→ Exercise objective
Can you reproduce every line of the data again, starting at the line containing "Put a dot on every instance of the black sneaker." and ending at the line containing "<point>558,682</point>", with 125 added to each coordinate in the answers?

→ Given records
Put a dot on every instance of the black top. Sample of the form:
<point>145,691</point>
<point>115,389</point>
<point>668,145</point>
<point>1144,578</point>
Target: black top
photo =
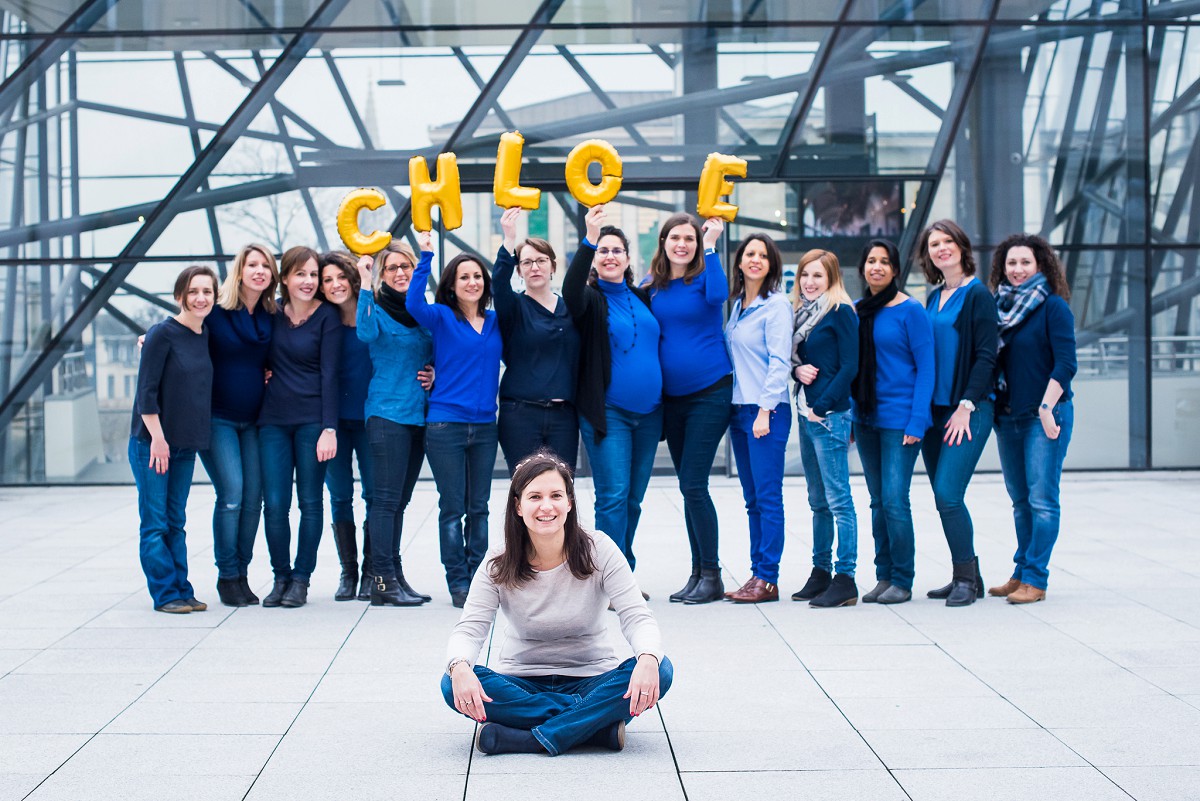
<point>175,383</point>
<point>1039,349</point>
<point>304,362</point>
<point>541,348</point>
<point>978,326</point>
<point>589,309</point>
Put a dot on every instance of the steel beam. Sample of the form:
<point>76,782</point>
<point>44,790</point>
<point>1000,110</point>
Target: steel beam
<point>166,211</point>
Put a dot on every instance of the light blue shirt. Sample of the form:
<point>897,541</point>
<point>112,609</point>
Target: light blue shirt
<point>760,342</point>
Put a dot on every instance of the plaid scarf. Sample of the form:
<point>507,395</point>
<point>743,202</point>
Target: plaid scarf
<point>1014,303</point>
<point>804,319</point>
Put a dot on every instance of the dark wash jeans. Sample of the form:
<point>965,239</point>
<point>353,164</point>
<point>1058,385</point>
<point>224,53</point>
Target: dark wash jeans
<point>526,426</point>
<point>621,470</point>
<point>887,467</point>
<point>396,455</point>
<point>825,453</point>
<point>232,463</point>
<point>561,711</point>
<point>949,468</point>
<point>761,473</point>
<point>352,441</point>
<point>287,451</point>
<point>162,506</point>
<point>1032,467</point>
<point>694,427</point>
<point>462,457</point>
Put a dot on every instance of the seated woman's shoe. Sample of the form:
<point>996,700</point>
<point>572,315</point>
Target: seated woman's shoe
<point>819,582</point>
<point>756,591</point>
<point>611,736</point>
<point>1026,594</point>
<point>276,595</point>
<point>388,592</point>
<point>1005,589</point>
<point>297,595</point>
<point>874,595</point>
<point>496,739</point>
<point>840,592</point>
<point>894,595</point>
<point>693,580</point>
<point>229,592</point>
<point>709,588</point>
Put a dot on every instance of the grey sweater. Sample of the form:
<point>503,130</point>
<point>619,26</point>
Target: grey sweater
<point>556,622</point>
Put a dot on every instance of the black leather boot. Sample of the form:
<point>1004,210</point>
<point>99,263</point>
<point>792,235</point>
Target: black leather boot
<point>247,595</point>
<point>229,592</point>
<point>365,584</point>
<point>693,580</point>
<point>708,588</point>
<point>297,595</point>
<point>945,591</point>
<point>276,595</point>
<point>819,582</point>
<point>347,554</point>
<point>965,588</point>
<point>388,592</point>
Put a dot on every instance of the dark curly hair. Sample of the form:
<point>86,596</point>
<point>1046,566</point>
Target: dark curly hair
<point>445,294</point>
<point>952,229</point>
<point>1043,254</point>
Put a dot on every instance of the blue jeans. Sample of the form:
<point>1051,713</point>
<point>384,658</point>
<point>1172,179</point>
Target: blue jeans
<point>396,455</point>
<point>562,711</point>
<point>621,470</point>
<point>949,468</point>
<point>352,440</point>
<point>694,427</point>
<point>525,427</point>
<point>162,506</point>
<point>1032,465</point>
<point>887,467</point>
<point>232,463</point>
<point>462,457</point>
<point>825,455</point>
<point>287,451</point>
<point>761,473</point>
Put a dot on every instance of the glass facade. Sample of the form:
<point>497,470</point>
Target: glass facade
<point>139,137</point>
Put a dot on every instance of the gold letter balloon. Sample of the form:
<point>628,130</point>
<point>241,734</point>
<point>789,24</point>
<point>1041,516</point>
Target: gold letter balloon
<point>427,193</point>
<point>507,185</point>
<point>348,222</point>
<point>582,190</point>
<point>713,184</point>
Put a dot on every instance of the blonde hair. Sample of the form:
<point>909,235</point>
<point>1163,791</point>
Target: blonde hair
<point>837,291</point>
<point>229,295</point>
<point>403,248</point>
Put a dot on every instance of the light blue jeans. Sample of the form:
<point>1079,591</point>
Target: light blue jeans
<point>825,455</point>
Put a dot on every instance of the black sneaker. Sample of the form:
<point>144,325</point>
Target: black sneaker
<point>175,607</point>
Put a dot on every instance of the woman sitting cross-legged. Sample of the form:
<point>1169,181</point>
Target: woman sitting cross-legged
<point>558,682</point>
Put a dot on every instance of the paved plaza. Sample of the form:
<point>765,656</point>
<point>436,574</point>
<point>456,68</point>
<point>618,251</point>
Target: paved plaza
<point>1092,696</point>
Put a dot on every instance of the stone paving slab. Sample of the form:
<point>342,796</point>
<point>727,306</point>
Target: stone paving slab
<point>1093,694</point>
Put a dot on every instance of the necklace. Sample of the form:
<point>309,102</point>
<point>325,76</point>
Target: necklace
<point>633,318</point>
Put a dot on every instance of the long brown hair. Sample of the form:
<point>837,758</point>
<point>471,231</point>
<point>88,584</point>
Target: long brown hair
<point>952,229</point>
<point>1043,254</point>
<point>774,266</point>
<point>293,259</point>
<point>660,266</point>
<point>511,568</point>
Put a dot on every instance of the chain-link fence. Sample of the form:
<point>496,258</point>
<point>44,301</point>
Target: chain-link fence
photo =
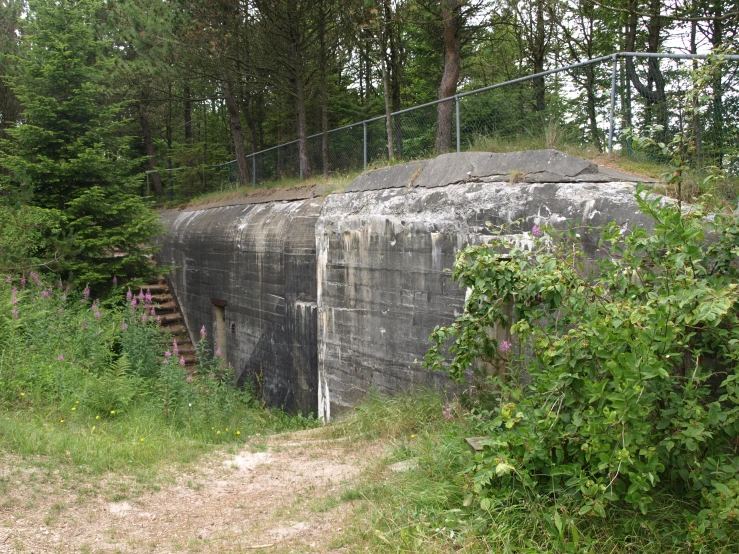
<point>599,105</point>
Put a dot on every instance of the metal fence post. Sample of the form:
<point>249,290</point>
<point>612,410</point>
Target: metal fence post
<point>459,138</point>
<point>613,104</point>
<point>364,127</point>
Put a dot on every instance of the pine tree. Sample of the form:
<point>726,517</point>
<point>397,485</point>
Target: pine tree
<point>70,147</point>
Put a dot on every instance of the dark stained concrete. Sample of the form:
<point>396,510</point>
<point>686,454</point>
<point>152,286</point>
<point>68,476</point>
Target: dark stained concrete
<point>260,260</point>
<point>329,298</point>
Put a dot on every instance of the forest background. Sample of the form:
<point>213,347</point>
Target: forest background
<point>94,93</point>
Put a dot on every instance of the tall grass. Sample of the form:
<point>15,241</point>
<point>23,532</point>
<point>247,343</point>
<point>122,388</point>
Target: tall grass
<point>424,508</point>
<point>98,385</point>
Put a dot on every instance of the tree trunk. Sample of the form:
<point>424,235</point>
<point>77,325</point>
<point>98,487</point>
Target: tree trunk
<point>150,152</point>
<point>395,69</point>
<point>539,57</point>
<point>324,127</point>
<point>323,86</point>
<point>452,60</point>
<point>717,38</point>
<point>188,114</point>
<point>590,89</point>
<point>299,90</point>
<point>236,133</point>
<point>653,91</point>
<point>386,91</point>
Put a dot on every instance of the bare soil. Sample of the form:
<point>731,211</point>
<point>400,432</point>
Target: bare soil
<point>280,495</point>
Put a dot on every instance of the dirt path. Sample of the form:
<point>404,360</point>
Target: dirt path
<point>283,495</point>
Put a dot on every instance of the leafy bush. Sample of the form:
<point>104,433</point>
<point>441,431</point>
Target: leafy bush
<point>630,381</point>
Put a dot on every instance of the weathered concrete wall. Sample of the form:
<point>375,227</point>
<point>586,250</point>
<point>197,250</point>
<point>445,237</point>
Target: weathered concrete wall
<point>259,260</point>
<point>331,298</point>
<point>384,243</point>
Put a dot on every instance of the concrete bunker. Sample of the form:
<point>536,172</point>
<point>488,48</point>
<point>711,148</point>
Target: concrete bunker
<point>330,297</point>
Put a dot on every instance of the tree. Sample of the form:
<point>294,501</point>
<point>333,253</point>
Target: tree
<point>9,16</point>
<point>71,149</point>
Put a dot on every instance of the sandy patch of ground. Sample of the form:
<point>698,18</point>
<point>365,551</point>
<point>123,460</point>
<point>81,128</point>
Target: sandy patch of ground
<point>279,496</point>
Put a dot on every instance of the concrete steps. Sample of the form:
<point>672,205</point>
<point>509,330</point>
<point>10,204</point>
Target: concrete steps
<point>171,321</point>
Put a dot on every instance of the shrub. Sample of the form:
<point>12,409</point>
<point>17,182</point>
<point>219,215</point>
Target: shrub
<point>631,365</point>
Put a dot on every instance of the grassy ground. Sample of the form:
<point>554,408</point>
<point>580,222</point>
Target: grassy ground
<point>409,499</point>
<point>421,508</point>
<point>138,439</point>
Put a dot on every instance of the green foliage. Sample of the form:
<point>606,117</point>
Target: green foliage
<point>76,374</point>
<point>632,365</point>
<point>113,389</point>
<point>30,237</point>
<point>112,230</point>
<point>71,150</point>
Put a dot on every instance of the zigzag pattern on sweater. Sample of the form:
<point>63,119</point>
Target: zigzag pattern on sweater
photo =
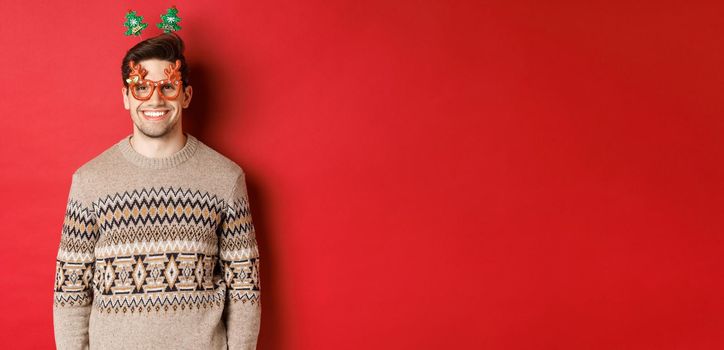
<point>164,205</point>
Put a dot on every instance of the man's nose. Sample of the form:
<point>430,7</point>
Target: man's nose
<point>156,95</point>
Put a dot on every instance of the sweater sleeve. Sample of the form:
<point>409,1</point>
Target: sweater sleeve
<point>73,295</point>
<point>239,262</point>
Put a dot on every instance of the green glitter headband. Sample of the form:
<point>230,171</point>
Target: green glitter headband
<point>169,22</point>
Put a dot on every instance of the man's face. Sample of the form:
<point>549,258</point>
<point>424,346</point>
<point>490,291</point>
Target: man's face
<point>145,113</point>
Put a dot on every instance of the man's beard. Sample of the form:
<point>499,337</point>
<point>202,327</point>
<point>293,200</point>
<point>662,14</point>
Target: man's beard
<point>154,132</point>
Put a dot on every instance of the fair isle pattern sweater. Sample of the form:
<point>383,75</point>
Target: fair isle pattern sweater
<point>157,253</point>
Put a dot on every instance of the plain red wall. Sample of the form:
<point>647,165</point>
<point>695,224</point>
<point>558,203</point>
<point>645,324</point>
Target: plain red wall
<point>423,174</point>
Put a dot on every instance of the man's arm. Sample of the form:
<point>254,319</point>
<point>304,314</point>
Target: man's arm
<point>239,259</point>
<point>73,296</point>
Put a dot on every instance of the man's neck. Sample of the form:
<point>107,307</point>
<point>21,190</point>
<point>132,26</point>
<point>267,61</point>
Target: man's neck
<point>158,147</point>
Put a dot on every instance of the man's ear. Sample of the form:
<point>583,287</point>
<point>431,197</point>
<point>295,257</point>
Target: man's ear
<point>126,102</point>
<point>188,92</point>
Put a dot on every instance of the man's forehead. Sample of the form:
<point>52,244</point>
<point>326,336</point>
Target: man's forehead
<point>155,67</point>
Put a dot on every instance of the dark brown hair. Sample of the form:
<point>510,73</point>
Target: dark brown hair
<point>166,46</point>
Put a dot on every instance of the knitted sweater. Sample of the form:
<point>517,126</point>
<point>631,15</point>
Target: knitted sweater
<point>157,253</point>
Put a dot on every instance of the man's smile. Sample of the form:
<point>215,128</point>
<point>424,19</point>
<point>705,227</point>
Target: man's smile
<point>155,114</point>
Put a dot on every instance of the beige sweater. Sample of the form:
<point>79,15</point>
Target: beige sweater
<point>157,253</point>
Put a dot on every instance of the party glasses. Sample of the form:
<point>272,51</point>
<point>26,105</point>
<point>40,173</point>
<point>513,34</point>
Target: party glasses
<point>142,89</point>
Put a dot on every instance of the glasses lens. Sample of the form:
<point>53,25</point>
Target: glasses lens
<point>170,89</point>
<point>142,89</point>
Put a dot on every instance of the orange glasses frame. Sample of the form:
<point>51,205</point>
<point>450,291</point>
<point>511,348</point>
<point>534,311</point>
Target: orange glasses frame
<point>138,74</point>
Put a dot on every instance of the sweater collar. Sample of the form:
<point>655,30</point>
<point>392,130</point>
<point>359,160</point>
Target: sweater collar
<point>124,145</point>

→ Exercise solution
Put a dot on every instance of the black sneaker. Sample of the form:
<point>144,325</point>
Target: black sneaker
<point>300,732</point>
Put a dot on every instance of the woman sitting cross-legged. Sample of the form:
<point>1169,181</point>
Target: woman sitting cross-legged
<point>683,807</point>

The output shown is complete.